### [Data for this task]
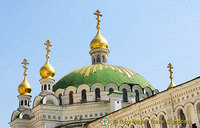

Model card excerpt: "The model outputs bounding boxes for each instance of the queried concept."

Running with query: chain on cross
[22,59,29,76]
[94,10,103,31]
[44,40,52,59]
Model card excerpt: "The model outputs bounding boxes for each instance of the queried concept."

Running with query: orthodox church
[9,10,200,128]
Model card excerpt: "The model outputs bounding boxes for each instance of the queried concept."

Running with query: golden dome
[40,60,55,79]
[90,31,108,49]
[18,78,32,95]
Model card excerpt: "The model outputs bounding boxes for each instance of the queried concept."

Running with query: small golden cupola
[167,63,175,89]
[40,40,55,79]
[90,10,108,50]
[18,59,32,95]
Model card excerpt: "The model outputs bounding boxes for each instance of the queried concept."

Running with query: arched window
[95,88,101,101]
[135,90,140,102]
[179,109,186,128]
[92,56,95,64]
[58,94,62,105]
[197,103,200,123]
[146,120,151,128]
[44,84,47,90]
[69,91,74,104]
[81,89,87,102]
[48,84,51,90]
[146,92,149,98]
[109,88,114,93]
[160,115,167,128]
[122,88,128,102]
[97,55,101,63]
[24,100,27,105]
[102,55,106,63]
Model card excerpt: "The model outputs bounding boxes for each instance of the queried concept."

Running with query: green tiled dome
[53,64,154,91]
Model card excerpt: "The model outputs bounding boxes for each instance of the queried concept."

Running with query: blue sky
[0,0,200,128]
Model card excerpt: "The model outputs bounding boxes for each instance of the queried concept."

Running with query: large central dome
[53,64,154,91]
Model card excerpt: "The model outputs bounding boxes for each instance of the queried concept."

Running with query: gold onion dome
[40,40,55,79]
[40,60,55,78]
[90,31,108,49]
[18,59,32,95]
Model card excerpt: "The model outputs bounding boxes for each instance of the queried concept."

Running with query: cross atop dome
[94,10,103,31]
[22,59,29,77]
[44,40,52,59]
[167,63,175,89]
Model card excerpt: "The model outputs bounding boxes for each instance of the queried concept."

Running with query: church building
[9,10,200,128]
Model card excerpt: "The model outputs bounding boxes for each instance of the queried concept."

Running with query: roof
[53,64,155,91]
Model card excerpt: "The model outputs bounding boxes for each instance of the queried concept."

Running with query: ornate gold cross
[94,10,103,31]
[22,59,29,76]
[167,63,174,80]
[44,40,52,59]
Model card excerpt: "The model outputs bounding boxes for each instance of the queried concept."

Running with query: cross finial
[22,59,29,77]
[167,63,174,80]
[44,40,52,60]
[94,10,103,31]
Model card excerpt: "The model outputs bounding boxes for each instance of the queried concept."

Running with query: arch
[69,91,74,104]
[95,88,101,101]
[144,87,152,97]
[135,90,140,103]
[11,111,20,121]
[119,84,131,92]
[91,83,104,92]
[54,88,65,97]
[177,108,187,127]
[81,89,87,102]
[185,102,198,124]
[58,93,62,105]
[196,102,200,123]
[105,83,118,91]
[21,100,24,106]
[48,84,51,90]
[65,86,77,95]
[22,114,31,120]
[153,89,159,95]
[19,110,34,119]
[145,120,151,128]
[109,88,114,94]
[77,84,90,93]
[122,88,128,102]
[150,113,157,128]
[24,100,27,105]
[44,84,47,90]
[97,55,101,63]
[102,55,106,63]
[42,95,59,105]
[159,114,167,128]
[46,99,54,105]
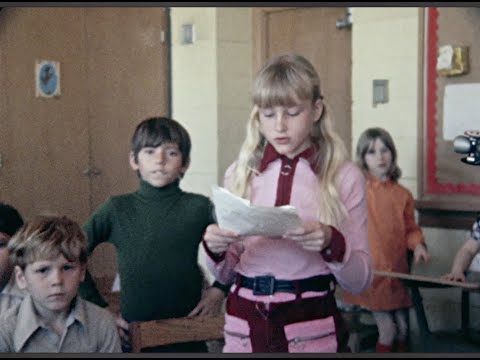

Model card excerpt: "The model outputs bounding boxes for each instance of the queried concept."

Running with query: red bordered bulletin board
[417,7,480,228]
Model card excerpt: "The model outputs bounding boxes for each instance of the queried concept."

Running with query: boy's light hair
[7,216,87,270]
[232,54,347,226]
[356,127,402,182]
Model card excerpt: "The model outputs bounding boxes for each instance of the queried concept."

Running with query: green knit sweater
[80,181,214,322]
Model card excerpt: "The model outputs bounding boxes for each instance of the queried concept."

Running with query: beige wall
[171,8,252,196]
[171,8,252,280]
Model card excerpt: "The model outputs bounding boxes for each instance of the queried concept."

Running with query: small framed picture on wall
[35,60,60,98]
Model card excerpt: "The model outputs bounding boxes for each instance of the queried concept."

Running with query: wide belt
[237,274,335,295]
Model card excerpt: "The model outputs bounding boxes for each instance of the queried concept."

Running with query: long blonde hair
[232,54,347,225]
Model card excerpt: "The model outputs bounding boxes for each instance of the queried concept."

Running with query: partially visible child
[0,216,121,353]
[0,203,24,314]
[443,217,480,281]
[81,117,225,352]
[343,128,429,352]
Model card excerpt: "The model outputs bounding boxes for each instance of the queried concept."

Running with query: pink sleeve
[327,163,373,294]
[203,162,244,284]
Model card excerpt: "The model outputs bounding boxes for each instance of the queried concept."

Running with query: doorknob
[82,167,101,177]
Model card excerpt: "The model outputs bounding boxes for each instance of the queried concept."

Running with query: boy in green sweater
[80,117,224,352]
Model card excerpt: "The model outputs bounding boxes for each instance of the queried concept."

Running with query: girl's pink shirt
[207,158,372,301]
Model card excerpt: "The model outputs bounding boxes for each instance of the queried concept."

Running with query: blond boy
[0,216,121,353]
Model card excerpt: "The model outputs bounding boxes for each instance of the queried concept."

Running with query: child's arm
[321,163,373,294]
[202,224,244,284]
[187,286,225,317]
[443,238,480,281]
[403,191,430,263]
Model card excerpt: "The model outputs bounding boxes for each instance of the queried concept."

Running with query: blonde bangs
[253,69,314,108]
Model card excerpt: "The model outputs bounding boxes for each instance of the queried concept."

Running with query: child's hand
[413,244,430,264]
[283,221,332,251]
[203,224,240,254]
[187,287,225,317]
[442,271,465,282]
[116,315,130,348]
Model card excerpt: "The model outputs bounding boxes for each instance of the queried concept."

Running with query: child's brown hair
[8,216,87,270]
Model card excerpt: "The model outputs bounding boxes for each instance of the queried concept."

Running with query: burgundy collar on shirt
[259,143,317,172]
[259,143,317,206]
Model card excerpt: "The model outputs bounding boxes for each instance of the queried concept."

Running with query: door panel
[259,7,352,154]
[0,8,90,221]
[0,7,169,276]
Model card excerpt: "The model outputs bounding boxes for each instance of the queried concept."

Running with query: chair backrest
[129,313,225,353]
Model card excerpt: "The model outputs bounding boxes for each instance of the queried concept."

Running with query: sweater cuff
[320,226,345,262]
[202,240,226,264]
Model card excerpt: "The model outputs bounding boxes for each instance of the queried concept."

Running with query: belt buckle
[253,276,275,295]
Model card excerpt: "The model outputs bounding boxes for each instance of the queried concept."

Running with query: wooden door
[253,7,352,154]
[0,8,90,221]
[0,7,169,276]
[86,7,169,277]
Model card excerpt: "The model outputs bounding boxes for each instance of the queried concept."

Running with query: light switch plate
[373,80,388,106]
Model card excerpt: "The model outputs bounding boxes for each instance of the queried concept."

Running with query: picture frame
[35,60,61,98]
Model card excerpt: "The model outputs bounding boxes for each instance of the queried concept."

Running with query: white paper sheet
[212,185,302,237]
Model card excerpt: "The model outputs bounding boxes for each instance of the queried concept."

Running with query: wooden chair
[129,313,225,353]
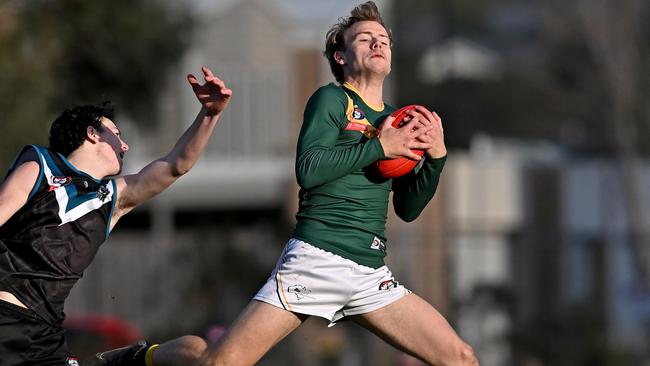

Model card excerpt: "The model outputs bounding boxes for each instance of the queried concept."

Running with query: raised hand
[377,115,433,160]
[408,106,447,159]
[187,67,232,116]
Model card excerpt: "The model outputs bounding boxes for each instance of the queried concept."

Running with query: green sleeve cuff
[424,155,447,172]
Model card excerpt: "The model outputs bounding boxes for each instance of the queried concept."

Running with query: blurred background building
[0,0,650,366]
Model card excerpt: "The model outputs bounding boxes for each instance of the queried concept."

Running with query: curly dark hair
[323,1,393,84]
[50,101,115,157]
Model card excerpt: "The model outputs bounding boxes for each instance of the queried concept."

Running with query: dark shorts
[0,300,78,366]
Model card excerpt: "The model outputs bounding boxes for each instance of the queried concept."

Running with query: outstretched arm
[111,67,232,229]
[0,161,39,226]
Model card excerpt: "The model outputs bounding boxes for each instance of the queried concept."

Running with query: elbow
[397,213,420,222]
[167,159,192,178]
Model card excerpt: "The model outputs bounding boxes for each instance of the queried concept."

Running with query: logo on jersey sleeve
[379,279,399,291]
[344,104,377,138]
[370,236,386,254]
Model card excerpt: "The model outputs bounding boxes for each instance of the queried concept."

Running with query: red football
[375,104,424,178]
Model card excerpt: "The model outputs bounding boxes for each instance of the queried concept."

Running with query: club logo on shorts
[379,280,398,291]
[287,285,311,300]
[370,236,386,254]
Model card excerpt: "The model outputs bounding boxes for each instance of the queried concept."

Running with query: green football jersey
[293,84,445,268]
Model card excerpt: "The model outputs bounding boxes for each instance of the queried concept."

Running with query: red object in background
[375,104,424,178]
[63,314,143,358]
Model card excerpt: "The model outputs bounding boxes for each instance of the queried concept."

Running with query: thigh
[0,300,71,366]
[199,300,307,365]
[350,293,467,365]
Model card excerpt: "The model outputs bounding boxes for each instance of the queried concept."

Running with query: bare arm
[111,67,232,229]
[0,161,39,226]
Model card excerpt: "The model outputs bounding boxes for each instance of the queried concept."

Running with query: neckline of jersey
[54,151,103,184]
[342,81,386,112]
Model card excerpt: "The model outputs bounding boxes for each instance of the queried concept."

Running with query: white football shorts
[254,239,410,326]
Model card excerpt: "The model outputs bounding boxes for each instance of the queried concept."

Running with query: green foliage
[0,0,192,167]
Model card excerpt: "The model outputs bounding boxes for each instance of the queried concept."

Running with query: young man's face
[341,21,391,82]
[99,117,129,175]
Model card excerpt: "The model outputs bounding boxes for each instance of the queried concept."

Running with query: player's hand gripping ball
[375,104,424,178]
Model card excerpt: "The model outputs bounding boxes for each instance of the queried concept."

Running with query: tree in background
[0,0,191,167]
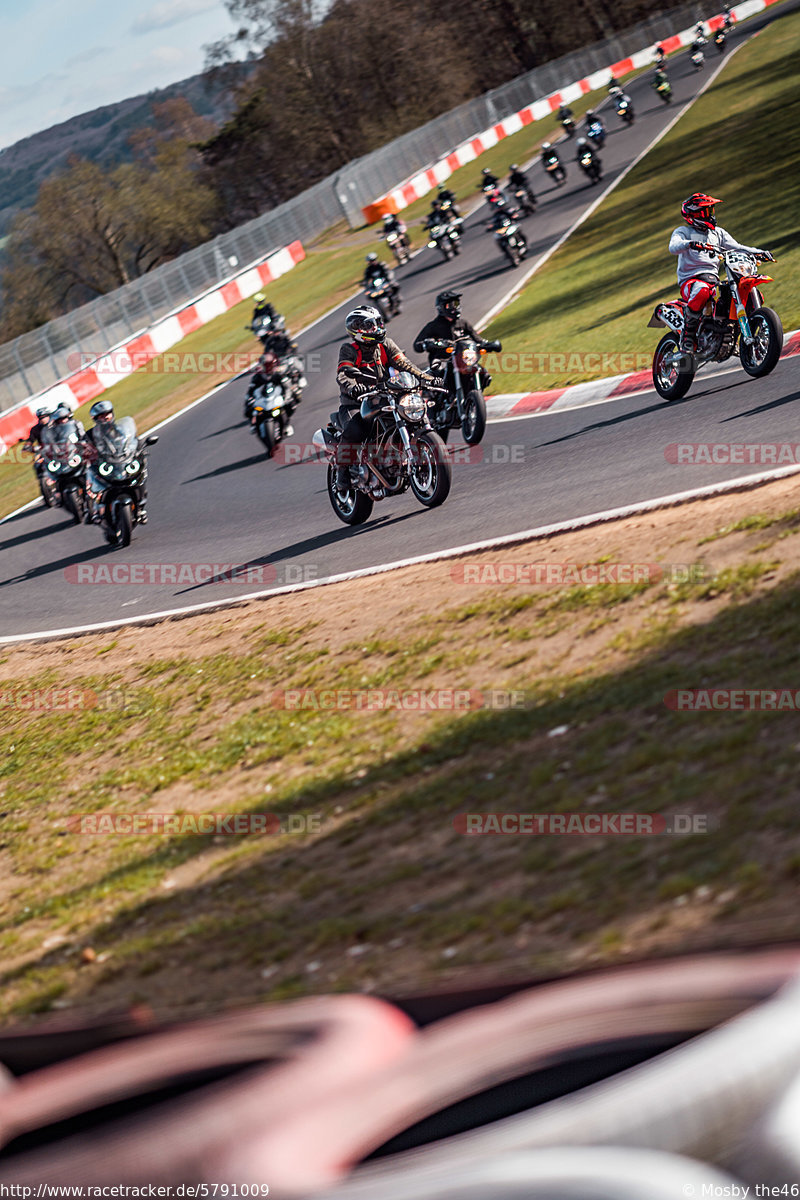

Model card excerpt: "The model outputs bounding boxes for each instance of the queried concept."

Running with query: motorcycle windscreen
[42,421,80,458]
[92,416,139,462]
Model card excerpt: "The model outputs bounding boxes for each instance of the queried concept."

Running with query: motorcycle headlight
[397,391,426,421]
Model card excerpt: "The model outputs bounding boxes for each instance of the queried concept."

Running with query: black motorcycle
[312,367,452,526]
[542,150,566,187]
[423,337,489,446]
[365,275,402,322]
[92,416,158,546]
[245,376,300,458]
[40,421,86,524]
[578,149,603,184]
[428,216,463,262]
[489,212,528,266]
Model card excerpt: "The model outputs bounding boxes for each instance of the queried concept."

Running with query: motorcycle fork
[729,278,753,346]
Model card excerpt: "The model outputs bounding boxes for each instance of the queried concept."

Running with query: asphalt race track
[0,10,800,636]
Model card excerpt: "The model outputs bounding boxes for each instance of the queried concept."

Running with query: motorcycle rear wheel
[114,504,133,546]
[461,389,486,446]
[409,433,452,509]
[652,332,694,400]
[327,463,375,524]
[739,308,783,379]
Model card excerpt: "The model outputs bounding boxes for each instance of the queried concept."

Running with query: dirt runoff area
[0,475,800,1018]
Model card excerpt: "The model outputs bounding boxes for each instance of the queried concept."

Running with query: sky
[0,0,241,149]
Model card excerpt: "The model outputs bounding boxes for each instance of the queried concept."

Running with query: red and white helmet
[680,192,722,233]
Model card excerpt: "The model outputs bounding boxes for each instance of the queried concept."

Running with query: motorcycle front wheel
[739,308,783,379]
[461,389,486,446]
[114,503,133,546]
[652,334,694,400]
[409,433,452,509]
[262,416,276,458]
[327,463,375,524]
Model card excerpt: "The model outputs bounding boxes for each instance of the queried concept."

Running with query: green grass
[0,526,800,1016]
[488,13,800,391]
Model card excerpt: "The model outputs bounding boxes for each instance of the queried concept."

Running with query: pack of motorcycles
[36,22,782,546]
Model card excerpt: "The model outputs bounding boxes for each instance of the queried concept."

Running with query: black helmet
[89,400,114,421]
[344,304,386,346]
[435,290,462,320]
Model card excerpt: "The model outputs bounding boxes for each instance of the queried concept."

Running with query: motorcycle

### [Work instructions]
Pick out each line in the rows above that contains the string "chair". Case counts.

### [Final result]
Running with query: chair backrest
Running with query: wooden chair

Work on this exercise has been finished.